◆ **Dataset entries**
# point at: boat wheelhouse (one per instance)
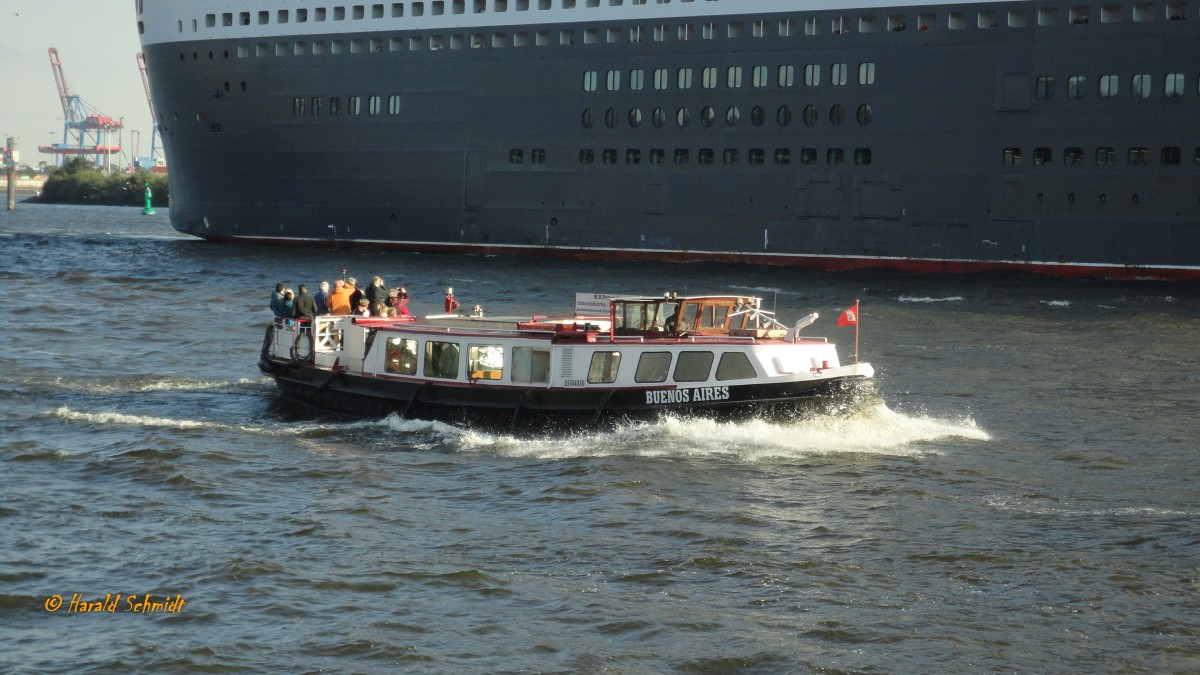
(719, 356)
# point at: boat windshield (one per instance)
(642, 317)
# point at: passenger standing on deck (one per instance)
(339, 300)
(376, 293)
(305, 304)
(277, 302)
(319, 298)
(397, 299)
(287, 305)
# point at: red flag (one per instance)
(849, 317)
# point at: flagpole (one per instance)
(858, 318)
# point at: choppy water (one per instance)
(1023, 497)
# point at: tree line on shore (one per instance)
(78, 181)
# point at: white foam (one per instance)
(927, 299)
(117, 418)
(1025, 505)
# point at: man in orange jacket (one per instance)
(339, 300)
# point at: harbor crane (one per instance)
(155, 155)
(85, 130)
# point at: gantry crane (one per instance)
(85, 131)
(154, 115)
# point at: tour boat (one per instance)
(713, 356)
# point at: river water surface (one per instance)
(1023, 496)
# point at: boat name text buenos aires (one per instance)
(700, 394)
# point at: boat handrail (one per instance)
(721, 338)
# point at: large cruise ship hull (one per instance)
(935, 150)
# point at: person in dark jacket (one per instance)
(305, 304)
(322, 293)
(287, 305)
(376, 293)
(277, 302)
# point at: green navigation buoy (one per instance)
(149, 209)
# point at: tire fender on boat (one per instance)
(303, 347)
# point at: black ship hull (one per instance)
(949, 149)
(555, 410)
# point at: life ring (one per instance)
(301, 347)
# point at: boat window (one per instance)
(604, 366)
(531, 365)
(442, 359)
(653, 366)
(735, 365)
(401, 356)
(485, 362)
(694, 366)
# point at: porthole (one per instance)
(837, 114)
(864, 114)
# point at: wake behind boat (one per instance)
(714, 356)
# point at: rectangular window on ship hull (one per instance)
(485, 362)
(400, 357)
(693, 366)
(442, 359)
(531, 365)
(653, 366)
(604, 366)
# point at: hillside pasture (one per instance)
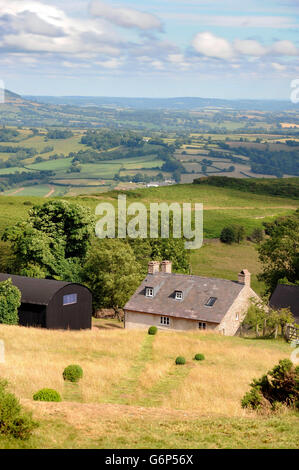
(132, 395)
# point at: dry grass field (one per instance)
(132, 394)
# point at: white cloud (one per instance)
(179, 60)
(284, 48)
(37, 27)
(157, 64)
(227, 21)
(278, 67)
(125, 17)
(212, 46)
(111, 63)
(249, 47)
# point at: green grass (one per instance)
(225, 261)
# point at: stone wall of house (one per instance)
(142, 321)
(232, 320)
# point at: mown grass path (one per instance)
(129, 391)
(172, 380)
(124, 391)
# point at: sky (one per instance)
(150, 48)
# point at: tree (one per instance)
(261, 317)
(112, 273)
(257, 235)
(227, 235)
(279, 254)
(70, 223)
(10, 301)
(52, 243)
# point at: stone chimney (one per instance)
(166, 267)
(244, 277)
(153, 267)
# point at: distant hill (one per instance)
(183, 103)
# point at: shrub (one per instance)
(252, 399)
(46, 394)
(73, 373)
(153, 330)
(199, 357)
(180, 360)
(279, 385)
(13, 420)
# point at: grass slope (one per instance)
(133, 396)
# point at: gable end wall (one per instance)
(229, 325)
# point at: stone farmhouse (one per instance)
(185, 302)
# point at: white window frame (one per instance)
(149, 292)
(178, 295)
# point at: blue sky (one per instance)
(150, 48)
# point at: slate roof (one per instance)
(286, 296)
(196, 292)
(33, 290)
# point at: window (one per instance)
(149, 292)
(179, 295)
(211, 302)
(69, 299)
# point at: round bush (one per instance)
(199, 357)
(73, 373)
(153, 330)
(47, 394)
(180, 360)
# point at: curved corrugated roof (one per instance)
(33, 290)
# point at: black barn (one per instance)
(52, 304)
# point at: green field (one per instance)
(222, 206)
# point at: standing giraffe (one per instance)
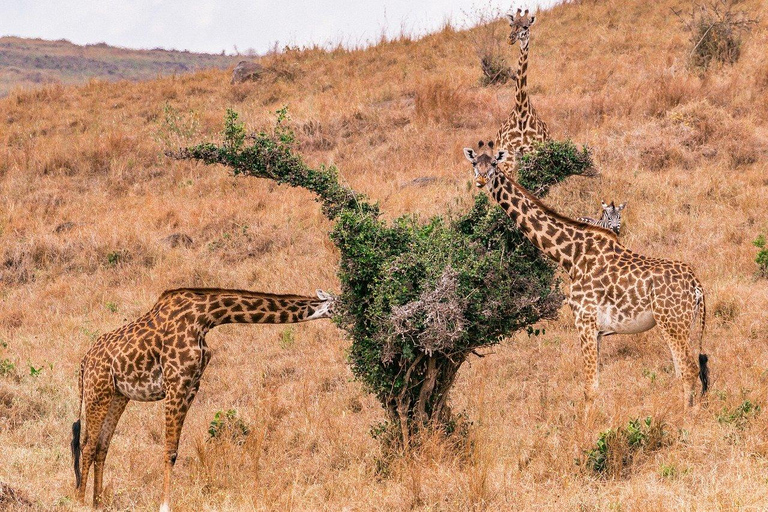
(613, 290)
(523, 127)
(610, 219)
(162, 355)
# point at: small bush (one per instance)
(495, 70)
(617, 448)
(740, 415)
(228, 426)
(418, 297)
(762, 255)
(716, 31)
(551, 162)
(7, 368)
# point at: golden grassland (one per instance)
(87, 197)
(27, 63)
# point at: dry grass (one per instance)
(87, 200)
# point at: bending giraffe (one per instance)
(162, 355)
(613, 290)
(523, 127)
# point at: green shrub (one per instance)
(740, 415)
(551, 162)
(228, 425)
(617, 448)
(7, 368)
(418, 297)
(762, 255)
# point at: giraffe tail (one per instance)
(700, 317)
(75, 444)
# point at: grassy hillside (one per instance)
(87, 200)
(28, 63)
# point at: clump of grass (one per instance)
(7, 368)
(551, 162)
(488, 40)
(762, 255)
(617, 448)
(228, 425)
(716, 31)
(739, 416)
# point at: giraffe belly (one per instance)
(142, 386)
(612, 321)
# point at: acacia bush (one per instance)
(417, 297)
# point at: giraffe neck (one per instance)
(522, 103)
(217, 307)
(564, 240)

--

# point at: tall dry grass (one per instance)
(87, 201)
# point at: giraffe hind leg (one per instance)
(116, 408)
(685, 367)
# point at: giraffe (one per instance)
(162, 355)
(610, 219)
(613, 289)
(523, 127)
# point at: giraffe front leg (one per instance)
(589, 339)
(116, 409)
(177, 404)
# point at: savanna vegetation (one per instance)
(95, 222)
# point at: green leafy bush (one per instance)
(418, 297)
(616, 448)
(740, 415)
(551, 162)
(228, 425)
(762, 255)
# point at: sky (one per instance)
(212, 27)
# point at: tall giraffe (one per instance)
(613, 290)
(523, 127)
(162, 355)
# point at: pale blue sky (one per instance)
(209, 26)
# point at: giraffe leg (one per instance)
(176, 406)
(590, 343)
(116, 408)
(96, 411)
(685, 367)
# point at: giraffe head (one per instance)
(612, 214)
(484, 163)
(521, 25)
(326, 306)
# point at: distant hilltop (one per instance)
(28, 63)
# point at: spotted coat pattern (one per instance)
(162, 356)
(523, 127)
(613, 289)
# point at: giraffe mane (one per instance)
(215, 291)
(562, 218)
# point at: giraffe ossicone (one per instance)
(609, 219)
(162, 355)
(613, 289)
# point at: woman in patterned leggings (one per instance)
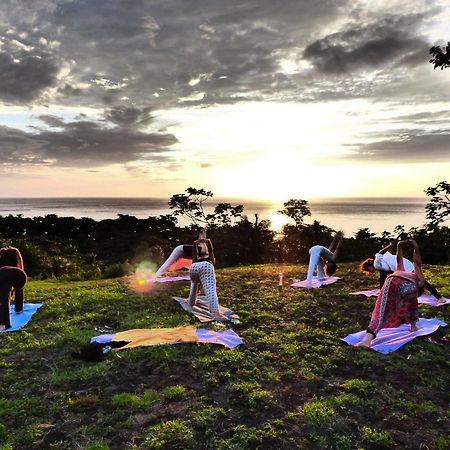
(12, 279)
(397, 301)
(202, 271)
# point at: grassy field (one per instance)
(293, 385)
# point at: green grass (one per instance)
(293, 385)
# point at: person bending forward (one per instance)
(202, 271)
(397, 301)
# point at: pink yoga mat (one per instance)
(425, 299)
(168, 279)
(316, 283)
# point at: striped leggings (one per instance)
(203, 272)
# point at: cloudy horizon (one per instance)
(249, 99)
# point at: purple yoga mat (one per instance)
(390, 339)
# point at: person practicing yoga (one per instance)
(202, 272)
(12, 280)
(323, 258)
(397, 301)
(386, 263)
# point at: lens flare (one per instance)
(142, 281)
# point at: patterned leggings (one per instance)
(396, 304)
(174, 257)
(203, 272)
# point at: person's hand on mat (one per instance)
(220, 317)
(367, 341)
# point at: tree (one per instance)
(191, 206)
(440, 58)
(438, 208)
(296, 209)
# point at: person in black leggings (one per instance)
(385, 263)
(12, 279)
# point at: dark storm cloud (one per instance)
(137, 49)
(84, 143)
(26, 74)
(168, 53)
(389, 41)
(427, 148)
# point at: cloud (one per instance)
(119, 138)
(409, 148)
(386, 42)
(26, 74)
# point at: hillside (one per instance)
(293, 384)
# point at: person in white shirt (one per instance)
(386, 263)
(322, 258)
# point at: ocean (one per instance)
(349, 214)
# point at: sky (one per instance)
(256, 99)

◆ **Exercise**
Count the lines in the data above that contain the word "white" and give only that number.

◆ **Expected answer**
4